-- Opening Marker --
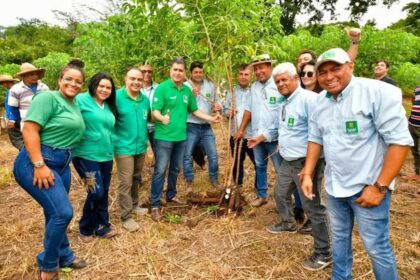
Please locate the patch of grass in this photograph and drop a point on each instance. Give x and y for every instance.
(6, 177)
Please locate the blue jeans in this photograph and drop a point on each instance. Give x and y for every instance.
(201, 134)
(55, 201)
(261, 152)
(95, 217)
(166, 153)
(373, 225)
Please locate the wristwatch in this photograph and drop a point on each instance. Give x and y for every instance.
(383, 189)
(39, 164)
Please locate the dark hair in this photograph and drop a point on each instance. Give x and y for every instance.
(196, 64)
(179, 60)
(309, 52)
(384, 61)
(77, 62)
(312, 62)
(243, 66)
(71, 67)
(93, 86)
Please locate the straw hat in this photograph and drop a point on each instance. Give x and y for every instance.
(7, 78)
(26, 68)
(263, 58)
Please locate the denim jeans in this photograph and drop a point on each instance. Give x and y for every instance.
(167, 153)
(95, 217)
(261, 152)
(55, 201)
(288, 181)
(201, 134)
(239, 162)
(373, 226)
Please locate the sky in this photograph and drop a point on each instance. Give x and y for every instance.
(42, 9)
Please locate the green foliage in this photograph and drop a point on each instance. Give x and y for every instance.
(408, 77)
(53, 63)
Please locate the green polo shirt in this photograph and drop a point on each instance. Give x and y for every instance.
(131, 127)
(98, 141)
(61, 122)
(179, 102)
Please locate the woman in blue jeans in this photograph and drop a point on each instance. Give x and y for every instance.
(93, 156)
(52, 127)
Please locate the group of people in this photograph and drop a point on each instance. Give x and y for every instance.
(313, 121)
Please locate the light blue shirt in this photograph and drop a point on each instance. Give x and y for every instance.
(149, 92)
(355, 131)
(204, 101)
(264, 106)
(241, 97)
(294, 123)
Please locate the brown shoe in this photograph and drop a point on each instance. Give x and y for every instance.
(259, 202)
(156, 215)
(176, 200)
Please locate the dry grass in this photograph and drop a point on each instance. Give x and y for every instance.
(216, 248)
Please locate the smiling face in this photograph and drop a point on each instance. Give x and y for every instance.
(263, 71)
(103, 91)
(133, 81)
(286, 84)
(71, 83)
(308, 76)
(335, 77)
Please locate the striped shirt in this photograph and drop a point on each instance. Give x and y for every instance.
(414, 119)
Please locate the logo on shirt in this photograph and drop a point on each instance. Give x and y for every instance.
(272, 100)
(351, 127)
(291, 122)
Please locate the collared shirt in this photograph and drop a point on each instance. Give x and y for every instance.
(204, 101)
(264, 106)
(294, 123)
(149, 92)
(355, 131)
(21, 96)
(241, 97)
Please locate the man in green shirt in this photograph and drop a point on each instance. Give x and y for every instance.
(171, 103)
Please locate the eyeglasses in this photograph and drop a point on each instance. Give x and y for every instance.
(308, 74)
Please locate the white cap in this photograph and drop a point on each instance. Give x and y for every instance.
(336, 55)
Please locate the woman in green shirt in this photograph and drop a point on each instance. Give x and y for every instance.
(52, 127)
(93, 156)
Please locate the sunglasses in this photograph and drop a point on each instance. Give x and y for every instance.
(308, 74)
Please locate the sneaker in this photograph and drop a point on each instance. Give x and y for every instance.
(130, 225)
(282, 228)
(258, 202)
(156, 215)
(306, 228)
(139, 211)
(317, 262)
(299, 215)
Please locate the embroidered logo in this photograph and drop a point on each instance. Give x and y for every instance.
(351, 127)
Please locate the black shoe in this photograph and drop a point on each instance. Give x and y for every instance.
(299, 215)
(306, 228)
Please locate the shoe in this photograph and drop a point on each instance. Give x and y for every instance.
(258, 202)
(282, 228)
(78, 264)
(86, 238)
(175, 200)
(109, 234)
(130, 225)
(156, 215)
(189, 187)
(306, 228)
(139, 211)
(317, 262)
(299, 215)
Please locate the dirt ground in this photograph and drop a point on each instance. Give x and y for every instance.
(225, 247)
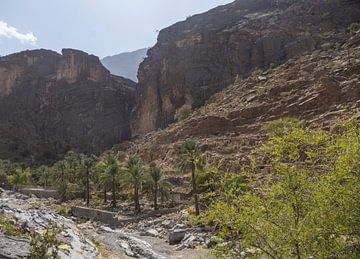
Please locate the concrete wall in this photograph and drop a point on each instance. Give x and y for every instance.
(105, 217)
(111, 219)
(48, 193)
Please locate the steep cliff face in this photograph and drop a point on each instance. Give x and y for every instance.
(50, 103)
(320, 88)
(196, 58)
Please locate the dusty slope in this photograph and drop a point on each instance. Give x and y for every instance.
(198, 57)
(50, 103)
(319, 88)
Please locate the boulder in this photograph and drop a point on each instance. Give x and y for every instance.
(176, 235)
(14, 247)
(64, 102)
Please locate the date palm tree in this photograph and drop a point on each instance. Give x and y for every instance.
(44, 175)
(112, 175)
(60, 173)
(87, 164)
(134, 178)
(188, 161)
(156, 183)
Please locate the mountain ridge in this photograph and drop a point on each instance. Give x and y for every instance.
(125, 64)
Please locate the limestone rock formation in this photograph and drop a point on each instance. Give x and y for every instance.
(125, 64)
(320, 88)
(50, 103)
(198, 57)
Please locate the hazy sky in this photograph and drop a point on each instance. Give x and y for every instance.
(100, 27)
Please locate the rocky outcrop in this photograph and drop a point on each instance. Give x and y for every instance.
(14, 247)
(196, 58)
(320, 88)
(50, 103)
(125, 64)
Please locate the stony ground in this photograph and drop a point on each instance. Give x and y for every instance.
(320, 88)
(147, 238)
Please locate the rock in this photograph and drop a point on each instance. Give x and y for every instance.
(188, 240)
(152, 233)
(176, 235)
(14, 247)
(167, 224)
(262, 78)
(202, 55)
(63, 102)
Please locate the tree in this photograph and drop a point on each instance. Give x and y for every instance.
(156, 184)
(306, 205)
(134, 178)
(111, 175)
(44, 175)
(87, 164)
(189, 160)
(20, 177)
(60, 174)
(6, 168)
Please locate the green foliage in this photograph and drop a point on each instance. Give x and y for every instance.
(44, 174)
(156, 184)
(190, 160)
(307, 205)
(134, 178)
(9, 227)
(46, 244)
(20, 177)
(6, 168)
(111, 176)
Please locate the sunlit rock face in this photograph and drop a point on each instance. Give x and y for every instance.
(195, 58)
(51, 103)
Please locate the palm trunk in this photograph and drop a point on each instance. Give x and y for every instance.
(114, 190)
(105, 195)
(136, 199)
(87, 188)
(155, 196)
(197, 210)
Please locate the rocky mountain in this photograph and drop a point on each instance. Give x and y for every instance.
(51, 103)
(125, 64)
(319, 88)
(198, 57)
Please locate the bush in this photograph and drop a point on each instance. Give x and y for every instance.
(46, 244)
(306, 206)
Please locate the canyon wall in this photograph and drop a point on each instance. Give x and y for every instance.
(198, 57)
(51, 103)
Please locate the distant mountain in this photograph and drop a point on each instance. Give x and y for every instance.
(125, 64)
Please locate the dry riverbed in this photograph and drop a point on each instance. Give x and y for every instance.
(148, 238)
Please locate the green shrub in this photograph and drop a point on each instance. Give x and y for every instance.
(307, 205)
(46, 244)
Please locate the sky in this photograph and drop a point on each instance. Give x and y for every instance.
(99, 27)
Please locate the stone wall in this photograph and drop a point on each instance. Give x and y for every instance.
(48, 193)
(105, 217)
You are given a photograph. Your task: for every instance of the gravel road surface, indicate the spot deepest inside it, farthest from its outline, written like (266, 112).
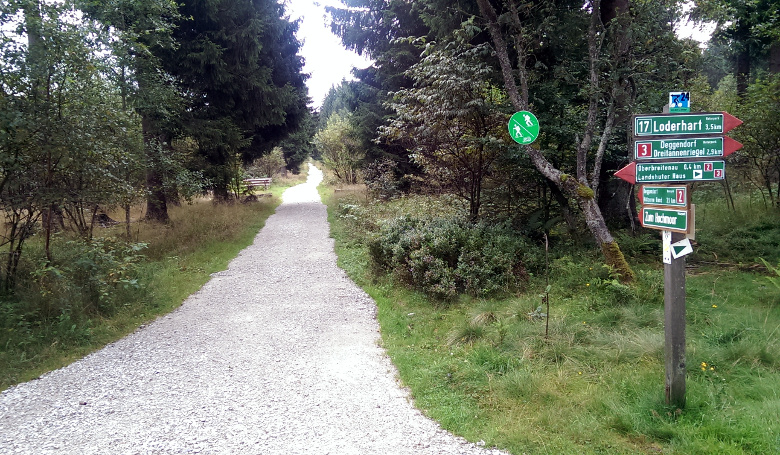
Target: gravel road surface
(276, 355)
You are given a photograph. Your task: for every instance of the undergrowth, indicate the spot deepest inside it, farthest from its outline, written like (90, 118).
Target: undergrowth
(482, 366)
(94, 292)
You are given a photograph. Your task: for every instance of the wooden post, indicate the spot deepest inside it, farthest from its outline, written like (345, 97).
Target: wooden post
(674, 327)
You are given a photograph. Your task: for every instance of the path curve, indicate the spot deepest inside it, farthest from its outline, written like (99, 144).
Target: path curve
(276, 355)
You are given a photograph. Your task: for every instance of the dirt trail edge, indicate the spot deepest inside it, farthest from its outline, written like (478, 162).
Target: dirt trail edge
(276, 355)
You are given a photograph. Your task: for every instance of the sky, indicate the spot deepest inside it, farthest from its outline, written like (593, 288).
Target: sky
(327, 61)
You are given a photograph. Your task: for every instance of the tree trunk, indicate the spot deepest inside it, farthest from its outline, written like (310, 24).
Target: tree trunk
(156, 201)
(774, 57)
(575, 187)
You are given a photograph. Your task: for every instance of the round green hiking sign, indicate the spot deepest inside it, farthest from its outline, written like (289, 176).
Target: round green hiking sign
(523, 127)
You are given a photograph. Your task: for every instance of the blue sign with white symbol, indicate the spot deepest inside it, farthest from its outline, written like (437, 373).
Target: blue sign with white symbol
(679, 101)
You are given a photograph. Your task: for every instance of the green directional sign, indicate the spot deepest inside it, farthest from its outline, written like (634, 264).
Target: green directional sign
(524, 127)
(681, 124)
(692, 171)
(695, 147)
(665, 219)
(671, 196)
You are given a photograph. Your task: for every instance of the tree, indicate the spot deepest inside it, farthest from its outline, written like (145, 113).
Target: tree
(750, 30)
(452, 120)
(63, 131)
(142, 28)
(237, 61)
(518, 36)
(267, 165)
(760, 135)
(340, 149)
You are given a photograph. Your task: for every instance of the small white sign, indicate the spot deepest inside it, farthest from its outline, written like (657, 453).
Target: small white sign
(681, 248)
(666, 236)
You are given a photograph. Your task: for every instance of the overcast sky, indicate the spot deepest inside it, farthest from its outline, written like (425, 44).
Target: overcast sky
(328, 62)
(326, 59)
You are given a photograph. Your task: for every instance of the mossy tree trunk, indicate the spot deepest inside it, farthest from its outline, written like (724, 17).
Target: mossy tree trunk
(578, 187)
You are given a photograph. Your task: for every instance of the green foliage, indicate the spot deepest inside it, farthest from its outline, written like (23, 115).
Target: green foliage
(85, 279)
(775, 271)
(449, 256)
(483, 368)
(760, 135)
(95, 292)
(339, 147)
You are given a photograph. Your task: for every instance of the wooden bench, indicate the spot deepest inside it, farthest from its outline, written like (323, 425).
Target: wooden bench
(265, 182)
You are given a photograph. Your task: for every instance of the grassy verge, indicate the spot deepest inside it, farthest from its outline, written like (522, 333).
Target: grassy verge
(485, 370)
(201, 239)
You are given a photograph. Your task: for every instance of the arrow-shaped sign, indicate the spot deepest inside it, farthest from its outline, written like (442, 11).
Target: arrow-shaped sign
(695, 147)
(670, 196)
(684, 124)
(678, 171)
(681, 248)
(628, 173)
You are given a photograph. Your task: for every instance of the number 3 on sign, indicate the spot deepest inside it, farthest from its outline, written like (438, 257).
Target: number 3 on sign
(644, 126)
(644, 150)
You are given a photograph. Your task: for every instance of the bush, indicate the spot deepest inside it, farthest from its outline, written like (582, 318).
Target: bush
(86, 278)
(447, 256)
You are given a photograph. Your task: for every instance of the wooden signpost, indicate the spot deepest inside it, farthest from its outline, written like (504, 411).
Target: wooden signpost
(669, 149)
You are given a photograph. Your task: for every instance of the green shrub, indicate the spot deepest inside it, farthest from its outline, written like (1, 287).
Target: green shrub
-- Closing Marker --
Work order: Copy the entries above exactly, but only from the line holding "like (145, 113)." through the line holding "like (425, 44).", both included.

Expected answer:
You are given a photograph. Your task: for every instance of the tree, indicate the spot deepest inside it, farthest from its outline, written like (145, 113).
Target: tree
(750, 30)
(452, 120)
(63, 131)
(142, 28)
(237, 61)
(518, 36)
(267, 165)
(760, 135)
(340, 149)
You are given a photograph. Your task: for every instance of the small white sign, indicate the spot deepest inside it, farthest from its outline, written like (657, 453).
Target: small white sign
(681, 248)
(666, 236)
You are given a photograph. Your task: for every instance of the overcast sky, indicate the spot deepest inside it, farthest from its outline, written like (425, 44).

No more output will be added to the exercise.